▸ WHAT YOU ARE ASKED TO DO
Pictures in the records should not be copied, but every other part must be repeated exactly.
— Start of DATASET ENTRIES —
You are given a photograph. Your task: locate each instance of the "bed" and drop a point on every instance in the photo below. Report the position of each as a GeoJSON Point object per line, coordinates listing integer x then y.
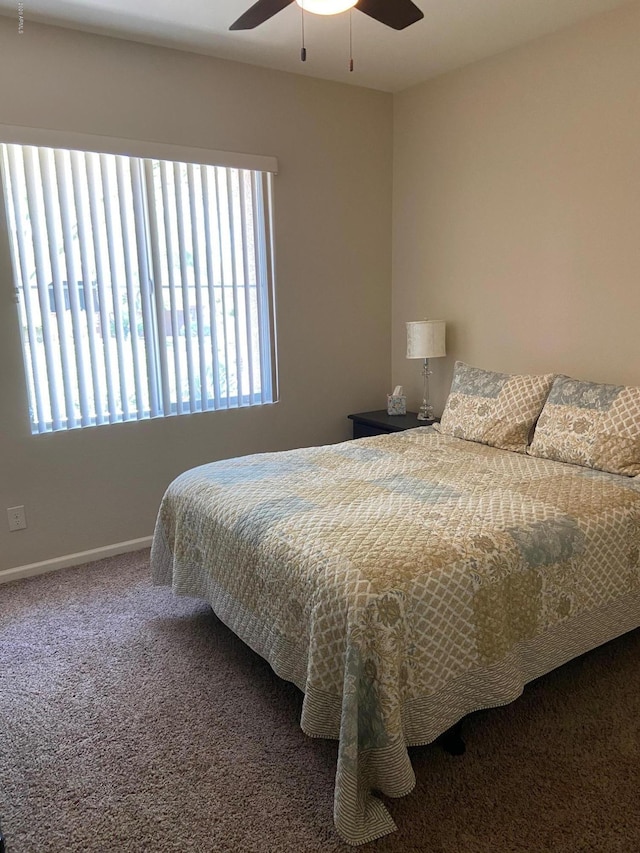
{"type": "Point", "coordinates": [404, 581]}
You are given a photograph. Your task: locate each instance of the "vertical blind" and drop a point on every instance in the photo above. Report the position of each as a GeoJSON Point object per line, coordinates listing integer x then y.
{"type": "Point", "coordinates": [145, 286]}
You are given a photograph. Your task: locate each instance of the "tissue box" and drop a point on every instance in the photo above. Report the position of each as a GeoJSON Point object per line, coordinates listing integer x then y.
{"type": "Point", "coordinates": [396, 405]}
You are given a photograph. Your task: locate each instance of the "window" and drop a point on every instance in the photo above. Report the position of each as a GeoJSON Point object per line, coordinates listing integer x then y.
{"type": "Point", "coordinates": [145, 286]}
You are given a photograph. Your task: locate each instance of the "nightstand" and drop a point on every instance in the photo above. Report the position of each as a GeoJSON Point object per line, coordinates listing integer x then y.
{"type": "Point", "coordinates": [380, 423]}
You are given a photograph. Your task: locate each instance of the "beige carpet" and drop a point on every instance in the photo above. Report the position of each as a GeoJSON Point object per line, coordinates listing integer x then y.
{"type": "Point", "coordinates": [134, 721]}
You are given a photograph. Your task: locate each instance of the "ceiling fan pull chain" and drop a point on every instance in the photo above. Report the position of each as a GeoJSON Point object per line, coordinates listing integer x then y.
{"type": "Point", "coordinates": [350, 40]}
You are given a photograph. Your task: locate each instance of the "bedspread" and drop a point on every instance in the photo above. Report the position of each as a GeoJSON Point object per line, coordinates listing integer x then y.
{"type": "Point", "coordinates": [401, 582]}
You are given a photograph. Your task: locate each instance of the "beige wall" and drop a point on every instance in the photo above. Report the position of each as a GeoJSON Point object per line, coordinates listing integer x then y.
{"type": "Point", "coordinates": [94, 487]}
{"type": "Point", "coordinates": [517, 208]}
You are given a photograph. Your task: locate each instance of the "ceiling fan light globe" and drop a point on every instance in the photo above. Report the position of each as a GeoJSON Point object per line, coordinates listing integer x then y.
{"type": "Point", "coordinates": [326, 7]}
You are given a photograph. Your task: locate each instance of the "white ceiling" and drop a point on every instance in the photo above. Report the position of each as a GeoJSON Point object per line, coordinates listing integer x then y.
{"type": "Point", "coordinates": [453, 33]}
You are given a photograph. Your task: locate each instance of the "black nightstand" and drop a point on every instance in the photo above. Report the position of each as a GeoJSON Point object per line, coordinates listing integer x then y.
{"type": "Point", "coordinates": [380, 423]}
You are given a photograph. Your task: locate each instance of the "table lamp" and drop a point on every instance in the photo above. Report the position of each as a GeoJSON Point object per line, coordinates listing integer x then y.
{"type": "Point", "coordinates": [426, 339]}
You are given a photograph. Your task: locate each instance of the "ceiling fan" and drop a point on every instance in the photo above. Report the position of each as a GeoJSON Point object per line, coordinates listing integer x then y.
{"type": "Point", "coordinates": [397, 14]}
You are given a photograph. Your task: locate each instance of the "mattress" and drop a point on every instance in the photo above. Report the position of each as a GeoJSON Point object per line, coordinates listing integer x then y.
{"type": "Point", "coordinates": [401, 582]}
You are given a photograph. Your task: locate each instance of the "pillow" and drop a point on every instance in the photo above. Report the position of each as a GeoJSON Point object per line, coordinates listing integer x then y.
{"type": "Point", "coordinates": [499, 409]}
{"type": "Point", "coordinates": [589, 424]}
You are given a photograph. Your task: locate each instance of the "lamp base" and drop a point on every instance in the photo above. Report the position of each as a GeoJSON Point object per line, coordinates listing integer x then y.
{"type": "Point", "coordinates": [426, 409]}
{"type": "Point", "coordinates": [426, 412]}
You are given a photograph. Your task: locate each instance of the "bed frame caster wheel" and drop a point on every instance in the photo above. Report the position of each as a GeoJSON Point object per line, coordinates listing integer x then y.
{"type": "Point", "coordinates": [451, 741]}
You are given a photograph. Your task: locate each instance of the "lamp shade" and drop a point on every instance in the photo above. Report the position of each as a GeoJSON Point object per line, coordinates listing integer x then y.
{"type": "Point", "coordinates": [426, 339]}
{"type": "Point", "coordinates": [326, 7]}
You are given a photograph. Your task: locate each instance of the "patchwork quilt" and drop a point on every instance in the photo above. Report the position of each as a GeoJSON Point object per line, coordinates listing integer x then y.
{"type": "Point", "coordinates": [402, 581]}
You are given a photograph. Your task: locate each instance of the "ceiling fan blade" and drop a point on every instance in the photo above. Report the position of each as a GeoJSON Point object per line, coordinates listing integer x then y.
{"type": "Point", "coordinates": [394, 13]}
{"type": "Point", "coordinates": [259, 13]}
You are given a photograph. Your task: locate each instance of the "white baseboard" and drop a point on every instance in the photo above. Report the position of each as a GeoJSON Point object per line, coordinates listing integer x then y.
{"type": "Point", "coordinates": [74, 559]}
— End of DATASET ENTRIES —
▸ FINISHED ANSWER
You are given a photograph. Your task: locate each instance of the "bed" and drop a point on every instance in the photo below. Report the position of each as a GeoJSON Point object per line, coordinates listing integer x then y.
{"type": "Point", "coordinates": [404, 581]}
You are given a photograph. Your task: locate each instance of the "vertical blind" and drop a point on every instance in the photo above. Report the position of each as a GeoJSON Point object per line, coordinates listing integer x then y.
{"type": "Point", "coordinates": [145, 286]}
You are given a photograph. Your task: locate each instance of the "tissue box" and drop a point on every instance in the photo above. Report the position of each as a GeoJSON Point object per line, coordinates listing integer x then y.
{"type": "Point", "coordinates": [396, 405]}
You are given a photograph. Your task: locate each instance of the "window" and drop a point on every instance in the photo above. Report the position of each as a GeoJSON Point object per line, coordinates listing integer x then y.
{"type": "Point", "coordinates": [145, 286]}
You are given a photograph. Your task: locate each instance of the "nightstand" and drop a point on every instance in the photo above. Report the position of each as a GeoJSON Point object per line, coordinates listing integer x then y.
{"type": "Point", "coordinates": [380, 423]}
You are given a photograph. Your task: locate each instance of the "beige carpet" and drop a point on every instance in the photo above. Report the position of each as a GeoJSON Point object per line, coordinates listing integer x then y.
{"type": "Point", "coordinates": [134, 721]}
You are given a photograph. Your task: locate each instance of the "ceiling fan pull chain" and drop a point on every instance in the photo above. Report the position of each as a GeoJSON Point object per line, coordinates listing integer x then y.
{"type": "Point", "coordinates": [350, 40]}
You are given a photograph. Your task: locate each instance of the "bedspread" and drop a point on every instance in the photo above. Report the position of each as a GeoJSON Point object per line, coordinates listing integer x then y.
{"type": "Point", "coordinates": [401, 582]}
You are given a photograph. Your task: locate each instance of the "beige wall" and drop a point on every instance in the photo above. Report the position of each as a GeoJSON Point object per line, coordinates listing integer x then y.
{"type": "Point", "coordinates": [94, 487]}
{"type": "Point", "coordinates": [517, 208]}
You are given a photograph. Your task: locate each instance of the "ceiling fan light globe" and drop a point on every instance in the photo above. Report the position of each as a GeoJSON Point object per line, coordinates listing integer x then y.
{"type": "Point", "coordinates": [326, 7]}
You are given a photograph. Your task: locate each instance of the "white ceiling" and drop a point on every instance in the photo above. Report the position of each as a GeoJSON Point object per line, coordinates listing integer x then y.
{"type": "Point", "coordinates": [453, 33]}
You are given a photograph. Your task: locate each instance of the "black nightstand" and drop a point on every instance in the photo above. Report the position of each as a GeoJSON Point object per line, coordinates listing integer x then y.
{"type": "Point", "coordinates": [380, 423]}
You are given a photograph. Your task: locate each instance of the "table lamp" and drop a point on every instance in the photo above. Report the position of each as a GeoJSON Point object per line, coordinates listing integer x then y.
{"type": "Point", "coordinates": [426, 339]}
You are given a photograph. Your task: locate each instance of the "ceiling fan" and drop a point on every instance in the photo above. Report the position of each as a GeoJSON Point object per line, coordinates listing integer x then y.
{"type": "Point", "coordinates": [397, 14]}
You are given a photograph. Your task: locate each instance of the "mattress" and drop a point on every instance in the photo above. Report the position of each as a GeoJSON Point object per line, coordinates listing integer x then y.
{"type": "Point", "coordinates": [401, 582]}
You are given a photograph. Your task: locate each instance of the "pillow" and drop a point on every instance in the photo above. Report the position of each as a GeoJSON Point object per line, coordinates listing integer x then y.
{"type": "Point", "coordinates": [499, 409]}
{"type": "Point", "coordinates": [589, 424]}
You are given a photograph. Your task: locate each instance of the "lamp base" and drop a point on every instance in the photo above. Report the position of each as a GeoJSON Point object per line, coordinates listing integer x then y.
{"type": "Point", "coordinates": [426, 409]}
{"type": "Point", "coordinates": [426, 412]}
You are given a photograph. Your task: locate each instance of the "bed frame caster wheel" and drop a point on every instance in the photo above. Report the position of each as a GeoJSON Point object per line, coordinates listing integer x then y.
{"type": "Point", "coordinates": [451, 741]}
You are given a photograph. Your task: locate each instance of the "lamp shade" and drop a point on every instance in the photo above. Report the position of each as a GeoJSON Point object per line, coordinates listing integer x then y.
{"type": "Point", "coordinates": [426, 339]}
{"type": "Point", "coordinates": [326, 7]}
You are given a photograph. Your task: locate each instance of the "patchwork quilt" and drop a point on every instance in the photo above. Report the position of each as a GeoJSON Point object per line, coordinates listing integer x then y.
{"type": "Point", "coordinates": [402, 581]}
You are given a photograph. Your task: locate each instance of the "ceiling fan blade" and drop a point on every instance in the photo above. Report the position of each as a GeoJSON Point object per line, coordinates listing integer x then y.
{"type": "Point", "coordinates": [394, 13]}
{"type": "Point", "coordinates": [259, 13]}
You are given a photograph. Your task: locate each instance of the "white baseboard" and drop a point on every instance in the photo above. Report the position of each as a GeoJSON Point object per line, coordinates listing integer x then y.
{"type": "Point", "coordinates": [74, 559]}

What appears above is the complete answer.